» The problem
Return each of the entries below word for word.

____ Exercise material

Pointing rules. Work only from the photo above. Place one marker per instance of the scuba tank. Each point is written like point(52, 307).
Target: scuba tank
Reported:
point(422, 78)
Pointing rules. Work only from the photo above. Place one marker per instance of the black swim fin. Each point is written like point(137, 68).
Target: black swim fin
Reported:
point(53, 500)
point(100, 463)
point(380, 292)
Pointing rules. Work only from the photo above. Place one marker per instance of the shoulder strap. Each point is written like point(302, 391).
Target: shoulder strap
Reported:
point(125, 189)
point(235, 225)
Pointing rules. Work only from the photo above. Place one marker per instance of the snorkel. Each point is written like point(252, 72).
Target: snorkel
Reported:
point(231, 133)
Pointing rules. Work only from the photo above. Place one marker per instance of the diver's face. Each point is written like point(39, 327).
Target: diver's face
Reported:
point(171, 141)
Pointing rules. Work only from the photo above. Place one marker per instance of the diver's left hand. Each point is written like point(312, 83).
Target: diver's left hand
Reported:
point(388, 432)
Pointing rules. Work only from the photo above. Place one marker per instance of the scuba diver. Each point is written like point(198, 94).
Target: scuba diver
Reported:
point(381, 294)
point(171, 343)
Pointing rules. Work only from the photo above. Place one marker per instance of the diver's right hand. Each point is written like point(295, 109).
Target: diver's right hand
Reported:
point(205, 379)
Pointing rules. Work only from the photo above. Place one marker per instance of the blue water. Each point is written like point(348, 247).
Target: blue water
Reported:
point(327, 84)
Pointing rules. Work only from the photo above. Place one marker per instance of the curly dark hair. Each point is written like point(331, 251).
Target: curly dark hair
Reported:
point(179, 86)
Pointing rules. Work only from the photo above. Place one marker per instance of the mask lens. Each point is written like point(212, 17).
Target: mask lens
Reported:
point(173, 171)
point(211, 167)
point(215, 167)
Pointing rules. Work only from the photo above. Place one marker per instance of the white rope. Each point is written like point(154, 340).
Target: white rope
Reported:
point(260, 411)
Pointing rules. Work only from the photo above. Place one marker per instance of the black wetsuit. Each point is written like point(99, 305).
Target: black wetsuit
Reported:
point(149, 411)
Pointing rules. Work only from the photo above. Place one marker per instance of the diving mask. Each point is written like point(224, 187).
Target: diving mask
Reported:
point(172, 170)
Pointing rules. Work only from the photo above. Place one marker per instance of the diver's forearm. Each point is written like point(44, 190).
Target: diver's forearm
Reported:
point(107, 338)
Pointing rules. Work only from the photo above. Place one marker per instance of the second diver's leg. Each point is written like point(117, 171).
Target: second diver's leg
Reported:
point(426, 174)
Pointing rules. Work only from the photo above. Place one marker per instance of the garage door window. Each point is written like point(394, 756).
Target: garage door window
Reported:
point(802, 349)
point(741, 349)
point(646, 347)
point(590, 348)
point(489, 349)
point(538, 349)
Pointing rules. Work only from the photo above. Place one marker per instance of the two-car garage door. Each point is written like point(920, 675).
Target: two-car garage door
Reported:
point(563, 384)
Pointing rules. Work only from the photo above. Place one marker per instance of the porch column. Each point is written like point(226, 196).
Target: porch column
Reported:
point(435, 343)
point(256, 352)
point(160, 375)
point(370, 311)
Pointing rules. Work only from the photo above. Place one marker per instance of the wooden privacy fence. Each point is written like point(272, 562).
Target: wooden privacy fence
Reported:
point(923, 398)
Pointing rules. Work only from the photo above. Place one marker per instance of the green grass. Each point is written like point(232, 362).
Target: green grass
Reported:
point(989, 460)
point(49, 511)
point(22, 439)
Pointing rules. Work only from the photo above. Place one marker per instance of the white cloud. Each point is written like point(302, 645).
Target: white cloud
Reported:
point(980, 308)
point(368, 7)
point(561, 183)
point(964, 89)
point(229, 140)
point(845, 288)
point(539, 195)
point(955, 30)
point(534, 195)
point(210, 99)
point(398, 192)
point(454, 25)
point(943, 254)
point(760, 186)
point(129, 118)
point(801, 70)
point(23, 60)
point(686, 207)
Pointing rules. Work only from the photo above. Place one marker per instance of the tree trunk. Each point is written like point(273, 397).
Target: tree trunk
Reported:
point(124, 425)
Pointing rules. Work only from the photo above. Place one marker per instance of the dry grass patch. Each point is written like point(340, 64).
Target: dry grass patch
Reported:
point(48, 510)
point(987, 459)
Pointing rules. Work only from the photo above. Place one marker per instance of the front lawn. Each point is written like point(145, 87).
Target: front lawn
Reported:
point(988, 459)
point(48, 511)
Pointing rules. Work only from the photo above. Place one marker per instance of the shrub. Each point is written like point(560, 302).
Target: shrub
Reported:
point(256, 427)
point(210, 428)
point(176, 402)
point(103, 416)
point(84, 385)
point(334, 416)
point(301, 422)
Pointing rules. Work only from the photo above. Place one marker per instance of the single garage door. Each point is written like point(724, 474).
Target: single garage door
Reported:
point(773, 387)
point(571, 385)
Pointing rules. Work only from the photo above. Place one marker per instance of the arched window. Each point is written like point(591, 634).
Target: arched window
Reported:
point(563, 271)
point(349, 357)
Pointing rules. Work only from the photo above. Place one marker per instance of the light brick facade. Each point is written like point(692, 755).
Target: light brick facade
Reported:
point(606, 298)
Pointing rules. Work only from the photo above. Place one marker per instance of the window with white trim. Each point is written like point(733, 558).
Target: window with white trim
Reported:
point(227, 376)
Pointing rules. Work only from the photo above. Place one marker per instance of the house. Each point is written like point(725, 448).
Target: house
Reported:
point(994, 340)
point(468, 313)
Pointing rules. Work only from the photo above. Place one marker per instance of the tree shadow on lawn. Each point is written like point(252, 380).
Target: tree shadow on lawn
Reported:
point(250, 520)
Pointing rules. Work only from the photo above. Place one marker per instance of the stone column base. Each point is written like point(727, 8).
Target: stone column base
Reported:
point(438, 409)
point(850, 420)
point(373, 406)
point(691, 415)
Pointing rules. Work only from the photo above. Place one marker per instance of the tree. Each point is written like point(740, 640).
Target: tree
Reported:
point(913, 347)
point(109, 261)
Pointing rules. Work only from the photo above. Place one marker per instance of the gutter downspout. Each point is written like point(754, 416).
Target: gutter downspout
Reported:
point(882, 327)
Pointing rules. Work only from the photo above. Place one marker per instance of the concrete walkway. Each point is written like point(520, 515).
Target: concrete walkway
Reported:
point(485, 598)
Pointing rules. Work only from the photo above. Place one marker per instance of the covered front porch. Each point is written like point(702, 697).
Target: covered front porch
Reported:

________

» Finished task
Pointing rules. Work only from the photo above. Place one marker per instance of the scuba tank. Each point is written like point(52, 307).
Target: scuba tank
Reported:
point(422, 78)
Pointing rules. Work only from the photo above. Place one marker per instance of the black swim fin. Each point is written like point(137, 68).
Target: black swim fin
Reported:
point(53, 500)
point(100, 463)
point(380, 292)
Pointing rules. Work only from the photo above. Place one marker per instance of the shoulder strap. Each point is written like point(302, 391).
Target: shoulder strap
Reported:
point(125, 189)
point(235, 225)
Pointing rules. Work only from the photo above. Place one marker per instance of the snorkel. Each point is written like point(252, 72).
Target: snorkel
Reported:
point(231, 133)
Pointing rules. Work only from the photo above. Place one marker per instance of the diver's face. Each point is written like point(39, 327).
Target: diver's face
Reported:
point(171, 141)
Pointing rules. Work only from the photo above. Place one marker per instance of the diver's left hand. Each point is written like point(312, 83).
Target: diver's left hand
Reported:
point(388, 432)
Pointing rules. Work only from the photo above. Place one marker per instance of the scuba diver. Each point is written like point(198, 94).
Target: scuba diver
Reported:
point(381, 294)
point(171, 343)
Pointing rules. Work only from the photo above. Place one marker per instance of the diver's right hand. Each point is written like point(295, 109).
Target: diver's right hand
Reported:
point(205, 379)
Pointing rules. Work only from the photo above. Place one marker per instance of the blue water. Each point is written like point(348, 247).
Target: blue water
Reported:
point(327, 84)
Pointing rules. Work only from the photo above. Place one marker per instance of the curly dark hair. Each point is written like point(331, 251).
Target: curly dark hair
Reported:
point(179, 86)
Pointing rules. Work only from the photo above. Place one marker per instance of the mask lens. Each point is written like point(212, 17).
Target: mask lens
Reported:
point(173, 171)
point(211, 167)
point(215, 167)
Pointing rules. Work only from the photo above. Place one marker per instance of the white rope. Each point is written like point(154, 340).
Target: white rope
Reported:
point(260, 411)
Pointing rules. Work only from the photo above. Place one marker per instance of the black wetsuit. Each point is written like point(99, 305).
Target: black wetsuit
Reported:
point(149, 411)
Pointing rules. Work only from the photo above. Place one marker per instance of the diving mask. Each point is written like point(224, 187).
Target: diving mask
Reported:
point(172, 170)
Pointing rules. Work only from the photo above. Place one marker per instance of the diver's forearm. Each point is written like point(44, 190).
Target: diver's forearm
Reported:
point(107, 338)
Pointing rules. Work only from the photo above. Place one marker per instance of the second diver's leg. Each point is written like point(117, 171).
Target: second diver's leg
Reported:
point(426, 174)
Pointing rules. Work only from the photo above. Place one marker per instance of the garage door window. Each point is written like point(394, 756).
Target: garage door window
Reported:
point(802, 349)
point(741, 349)
point(646, 347)
point(590, 348)
point(489, 349)
point(538, 349)
Pointing rules. Work only from the photo above. Place one marker per instance of the two-car garage door. Each point is written like point(920, 675).
Target: two-car garage door
Reported:
point(563, 384)
Pointing rules. Work only from the photo above. Place one marker per instance of the porch column. Each point is written like point(226, 196).
Target: porch column
Reported:
point(435, 343)
point(256, 352)
point(160, 375)
point(370, 311)
Pointing rules. Work only from the photo above. Place one marker per instance of the wooden privacy fence. Each point is written like point(272, 562).
Target: wooden privacy fence
Reported:
point(923, 398)
Pointing rules. Work only from the photo above. Place one marker per instance of the green grass. Each point is written like point(232, 362).
Target: green grass
Reported:
point(989, 460)
point(49, 511)
point(22, 439)
Pointing rules. Work only from the photo above. Place one marker per instance of the white cloud. Each point is written like point(302, 645).
Target: white cloud
Reported:
point(980, 308)
point(368, 7)
point(561, 183)
point(964, 89)
point(229, 140)
point(845, 288)
point(539, 195)
point(955, 30)
point(534, 195)
point(210, 99)
point(398, 192)
point(454, 25)
point(943, 254)
point(760, 186)
point(129, 118)
point(801, 70)
point(23, 60)
point(686, 207)
Pointing rules. Work only from the photo above. Place one marker per instance of the tree trunk. Each point is written like point(273, 397).
Target: tree trunk
Reported:
point(124, 425)
Pointing rules. Work only from the photo above. Place one marker per instance of the dry grass patch. Each point is written like point(340, 64).
Target: dry grass patch
Reported:
point(48, 510)
point(987, 459)
Pointing rules. Work only from the photo above. Place one marker per instance of the front lawn. Each point is written like point(145, 87).
Target: front lawn
Reported:
point(988, 459)
point(48, 511)
Pointing rules. Work only from the photo above. Place one marker per instance of the shrub. Each point is written like point(560, 302).
Target: shrub
Reported:
point(256, 427)
point(210, 428)
point(176, 402)
point(103, 416)
point(84, 385)
point(334, 416)
point(301, 422)
Pointing rules. Work only from the photo above. Place one marker per instance of the single garage door. Each point is written like point(724, 474).
Target: single garage door
Reported:
point(773, 387)
point(571, 385)
Pointing rules. Work only from the photo above. Place one marker per instance of the arched window. Each point is written like point(591, 634).
Target: arched window
Reported:
point(563, 271)
point(349, 357)
Pointing rules. Work only from the photo above. Place one marker per instance of the light brick facade. Each point is written like point(692, 755).
Target: light brick facade
Reported:
point(606, 298)
Pointing rules. Work only from the photo above. Place one marker per instance of the window with white trim. Each point is written like point(733, 558).
Target: window with white trim
Reported:
point(227, 376)
Pointing rules. Work only from the photo above. Place one marker per instance of the house. Each point is written like point(725, 448).
Target: house
Reported:
point(994, 340)
point(468, 313)
Pointing rules. Work only from the photo above. Place one marker per instance of the tree shadow on lawn. Each point is written like point(252, 380).
Target: tree shadow on lawn
Reported:
point(250, 520)
Pointing rules. Work only from the photo above. Place one marker per instance of the stone column base. Each point is written like point(727, 8).
Target: stone column base
Reported:
point(438, 409)
point(850, 420)
point(373, 406)
point(691, 415)
Pointing rules. Work only from the photo above. Place one marker per instance of the tree. Each point is written like point(740, 640).
Target: tree
Reported:
point(913, 347)
point(109, 261)
Pointing rules. Work only from the photo above. Place one marker per instance of the gutter downspout. Each point is written like point(754, 416).
Target: gutter downspout
Reported:
point(882, 327)
Pointing rules. Work only from the photo above. Place one marker per instance of the concrete walkway. Each point is written like point(520, 515).
Target: concrete walkway
Reported:
point(485, 598)
Pointing rules. Work only from the photo above. Place one marker per instance of the covered front porch. Each point is written like point(702, 697).
Target: covered front porch
Reported:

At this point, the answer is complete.